→ TASK GOAL: Working from the line that contains "Please pin the cat in" down to the last line below, repeat each line exactly.

→ RECORDS TO PROCESS:

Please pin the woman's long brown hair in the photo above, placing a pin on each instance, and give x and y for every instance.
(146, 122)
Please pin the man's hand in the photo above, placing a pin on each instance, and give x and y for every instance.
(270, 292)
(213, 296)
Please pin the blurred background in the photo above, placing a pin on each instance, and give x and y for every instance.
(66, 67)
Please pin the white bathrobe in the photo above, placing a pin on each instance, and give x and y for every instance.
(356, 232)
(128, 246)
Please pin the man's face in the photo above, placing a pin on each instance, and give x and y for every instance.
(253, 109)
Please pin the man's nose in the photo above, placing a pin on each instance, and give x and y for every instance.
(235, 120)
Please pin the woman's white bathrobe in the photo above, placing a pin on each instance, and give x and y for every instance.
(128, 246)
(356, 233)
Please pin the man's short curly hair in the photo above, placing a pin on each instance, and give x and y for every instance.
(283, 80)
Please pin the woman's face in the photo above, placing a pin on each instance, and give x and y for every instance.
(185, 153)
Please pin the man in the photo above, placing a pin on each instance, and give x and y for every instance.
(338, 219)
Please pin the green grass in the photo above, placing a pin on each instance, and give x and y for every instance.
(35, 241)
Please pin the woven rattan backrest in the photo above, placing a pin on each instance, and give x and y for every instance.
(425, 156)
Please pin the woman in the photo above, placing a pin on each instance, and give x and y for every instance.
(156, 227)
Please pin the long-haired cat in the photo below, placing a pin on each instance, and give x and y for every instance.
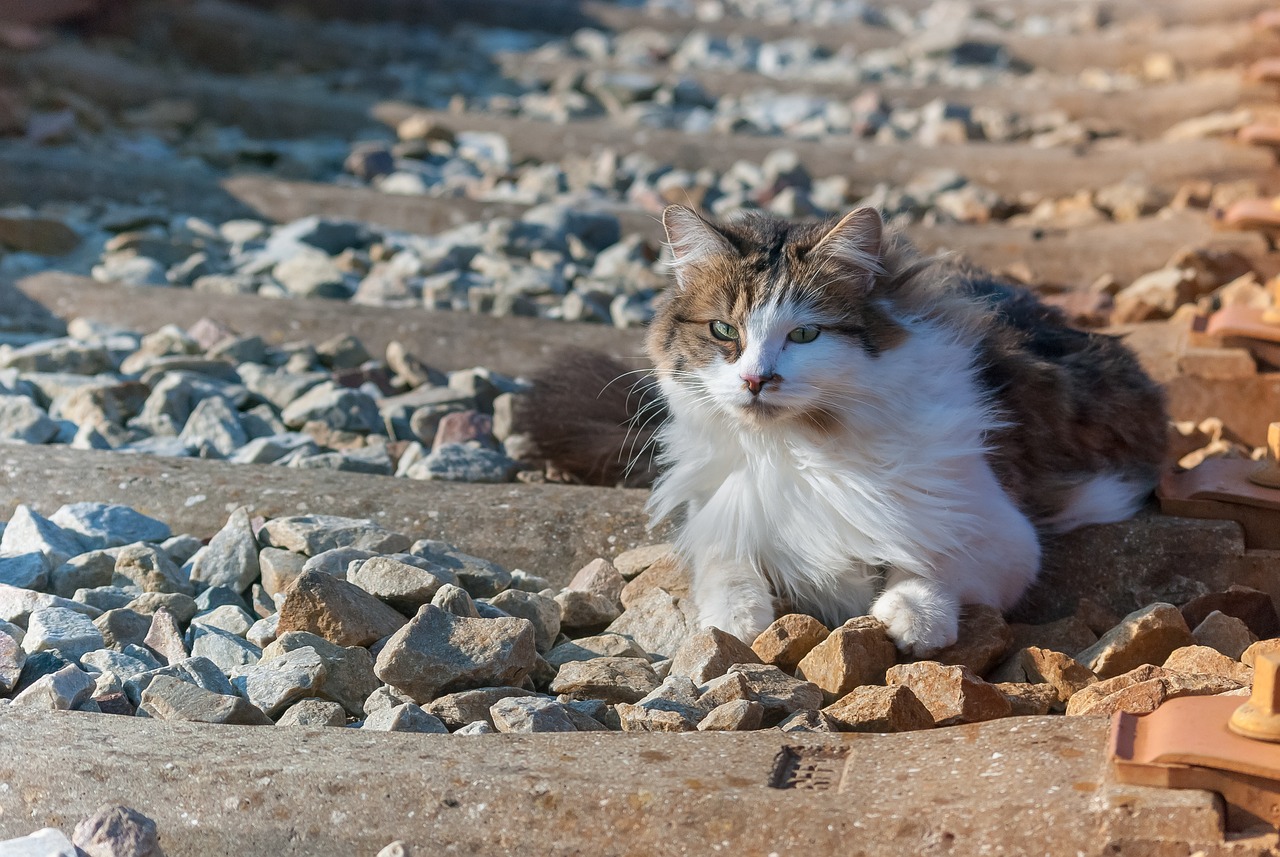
(859, 429)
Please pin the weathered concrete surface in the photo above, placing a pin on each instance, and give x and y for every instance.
(1022, 787)
(548, 530)
(447, 340)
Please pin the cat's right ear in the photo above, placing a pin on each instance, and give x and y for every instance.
(693, 241)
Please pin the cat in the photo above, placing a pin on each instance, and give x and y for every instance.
(855, 427)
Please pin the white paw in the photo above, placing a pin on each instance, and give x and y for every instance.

→ RESPONSE AREA:
Please pin the cat in the photo above, placing a pin on each instance, and give x and y for every instance.
(855, 427)
Please pin the white paw in the photo above, placing a pin on each instance, and give x and y for every instance.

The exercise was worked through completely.